To do = Copy out every line of the entries below that contains the word "field".

Recorded information =
_ _ _ _ _

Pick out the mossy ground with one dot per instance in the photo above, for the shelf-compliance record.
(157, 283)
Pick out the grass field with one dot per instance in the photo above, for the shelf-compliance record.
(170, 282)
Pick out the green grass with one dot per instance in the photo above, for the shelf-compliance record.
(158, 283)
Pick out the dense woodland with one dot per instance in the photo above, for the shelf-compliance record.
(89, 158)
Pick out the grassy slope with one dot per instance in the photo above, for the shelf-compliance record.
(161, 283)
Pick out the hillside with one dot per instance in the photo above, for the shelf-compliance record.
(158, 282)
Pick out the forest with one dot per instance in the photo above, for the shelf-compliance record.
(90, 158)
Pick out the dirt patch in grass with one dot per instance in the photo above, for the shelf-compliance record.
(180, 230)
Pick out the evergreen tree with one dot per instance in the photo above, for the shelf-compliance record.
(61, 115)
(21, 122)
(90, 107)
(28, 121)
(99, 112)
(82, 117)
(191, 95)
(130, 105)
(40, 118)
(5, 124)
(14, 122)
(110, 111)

_ _ _ _ _

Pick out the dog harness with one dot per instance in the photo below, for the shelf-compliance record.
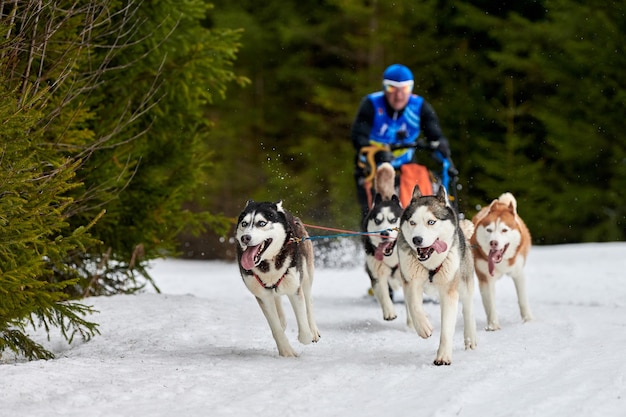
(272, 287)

_ _ _ _ _

Exercise response =
Pick out the grass field with one dot per instance in the photo above, for the shelf-compliance record.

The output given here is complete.